[TEXT SEGMENT]
::::::::::

Introduction

As data engineers, we often sit in the uncomfortable middle ground between “Business needs data fast” and “Legal says we can’t share PII.” In the past, this meant creating endless authorized views or duplicating tables with sensitive columns removed — a maintenance and cost nightmare.

BigQuery’s Column-Level Security (CLS) and Dynamic Data Masking features allow us to solve this elegantly. We can keep a single physical table but serve different versions of the data (clear, masked, or nullified) based on the user’s IAM permissions.

In this guide, we’ll implement a robust security policy for a users table containing sensitive email and salary data, then integrate it with dbt and explore monitoring strategies.


The Architecture of BigQuery Security

Before writing code, we need to understand the hierarchy. BigQuery security relies on Dataplex (formerly Data Catalog) taxonomies:

  1. Taxonomy: A logical group of policy tags (e.g., “PII Data”). Think of it as a security domain.
  2. Policy Tags: Specific labels within a taxonomy (e.g., “High Sensitivity”, “Medium Sensitivity”).
  3. Data Policies: Rules attached to tags that define how data is hidden (e.g., “Mask with SHA256”, “Block access”).

The flow is: BigQuery → Policy Tags (in Governance section) → Data Policies Creation → Application to Columns


Scenario: The users Table

We have a simple table in our raw dataset with varying sensitivity levels:

  • user_id (Public)
  • full_name (Public)
  • email (Sensitive - Needs Masking for analysts but readable for joins)
  • salary (Highly Sensitive - Restricted Access, no masking option)

Let’s create this table with some dummy data:

CREATE OR REPLACE TABLE `my_project.raw.users` AS
SELECT 1 as user_id, 'Alice Bob' as full_name, 'alice@example.com' as email, 120000 as salary
UNION ALL
SELECT 2, 'Charlie Dave', 'charlie@example.com', 95000
UNION ALL
SELECT 3, 'Eve Foster', 'eve@example.com', 150000;

Part 1: The Manual Way (For Understanding)

I recommend doing this once manually (console clicks, sometimes called “ClickOps”) to understand the flow, then switching to Terraform for everything that follows.

You may probably have to activate Google Cloud Data Catalog API.

  1. Navigate to Policy Tags:

    • Option A (Recommended): Go to the BigQuery Console, click on your project in the left sidebar, then click the “Policy tags” tab
    • Option B: Go to Dataplex → Govern → Data Products in the GCP Console (we won’t cover this)
  2. Create Taxonomy: Click “Create Taxonomy”

    • Name: Data Governance
    • Region: us or eu (must match your BigQuery dataset region)
  3. Create Policy Tags: Within your taxonomy, add two tags:

    • PII - Email
    • Confidential - Salary
  4. Set Masking Rules:

    • Select each time the Policy Tag and click on “Manage Data Policies
    • Click on PII - Email“Create data policy”

::::::::::

[STORED DATA]
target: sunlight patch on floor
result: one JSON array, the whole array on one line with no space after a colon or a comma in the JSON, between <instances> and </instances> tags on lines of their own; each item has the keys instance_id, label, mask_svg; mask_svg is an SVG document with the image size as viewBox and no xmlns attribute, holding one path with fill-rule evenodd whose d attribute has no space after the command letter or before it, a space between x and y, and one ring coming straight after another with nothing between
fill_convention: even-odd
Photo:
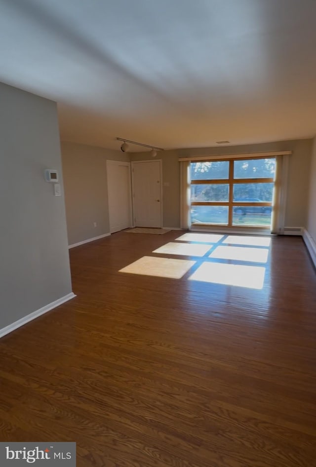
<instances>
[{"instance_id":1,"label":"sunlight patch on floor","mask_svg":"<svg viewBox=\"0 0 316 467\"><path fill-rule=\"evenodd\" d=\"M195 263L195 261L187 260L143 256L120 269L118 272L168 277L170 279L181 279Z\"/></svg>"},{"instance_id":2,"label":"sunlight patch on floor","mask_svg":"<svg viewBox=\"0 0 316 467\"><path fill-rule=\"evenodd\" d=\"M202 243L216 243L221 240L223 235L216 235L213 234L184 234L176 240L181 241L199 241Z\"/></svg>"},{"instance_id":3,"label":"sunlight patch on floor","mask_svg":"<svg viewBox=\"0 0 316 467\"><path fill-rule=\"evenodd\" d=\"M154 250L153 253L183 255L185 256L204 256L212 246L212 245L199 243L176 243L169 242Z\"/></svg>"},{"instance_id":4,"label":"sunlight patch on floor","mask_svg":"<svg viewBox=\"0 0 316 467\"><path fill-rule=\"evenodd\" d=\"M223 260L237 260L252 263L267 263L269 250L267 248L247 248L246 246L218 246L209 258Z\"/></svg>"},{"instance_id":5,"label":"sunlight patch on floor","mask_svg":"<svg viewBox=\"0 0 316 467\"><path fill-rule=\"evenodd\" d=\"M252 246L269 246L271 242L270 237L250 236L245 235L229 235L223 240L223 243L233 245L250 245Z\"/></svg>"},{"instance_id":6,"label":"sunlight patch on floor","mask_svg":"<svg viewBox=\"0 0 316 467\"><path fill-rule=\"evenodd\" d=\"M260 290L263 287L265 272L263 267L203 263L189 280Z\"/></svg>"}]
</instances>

::::::::::

[PROBLEM SET]
[A] In the BigQuery security guide, what must the region chosen for the taxonomy match?
[B] According to the BigQuery security guide, why are Column-Level Security and Dynamic Data Masking a better approach than the older methods for protecting sensitive columns?
[C] Continue the BigQuery security guide from the point where it stops.

[OUTPUTS]
[A] It must match the region of your BigQuery dataset.

[B] The older methods meant creating endless authorized views or duplicating tables with sensitive columns removed, which was a maintenance and cost nightmare. With Column-Level Security and Dynamic Data Masking, a single physical table can be kept while different versions of the data (clear, masked, or nullified) are served based on each user's IAM permissions.

[C]
    • Choose masking function: “Hash (SHA256)”
    • Click on Confidential - Salary“Create data policy”
    • Choose masking rule: Default Masking Value
  5. Give Masked Reader / Fine-Grained Reader roles:

  • You can give the Masked Reader role when you create the “Masking Rule” in the “Principal” field
  • You can give the Fine-Grained Reader role by selecting a policy tag and in the “Info Panel” adding a “Principal” the following roles/datacatalog.categoryFineGrainedReader role

You should have something like this in the Policy tags page:

List of Policy Tags created

  1. Apply to BigQuery Table:
    • Go to BigQuery Console
    • Navigate to your table: my_project.raw.users
    • Click “Edit schema” (pencil icon)
    • For the email column: Click on “Add policy tag” → Select PII - Email
    • For the salary column: Add policy tag → Select Confidential - Salary
    • Save changes

Now if you don’t have any permission you would see something like this (but you can query the table without the columns you don’t have access to):

With the Masked Reader role you would have access to the masked data:

With the right permission Fine-Grained Reader you would have access to the real data

Please note that even if you’re the Owner of the GCP project you won’t have access to the columns without the dedicated permissions.


Part 2: The “Engineer” Way (Terraform)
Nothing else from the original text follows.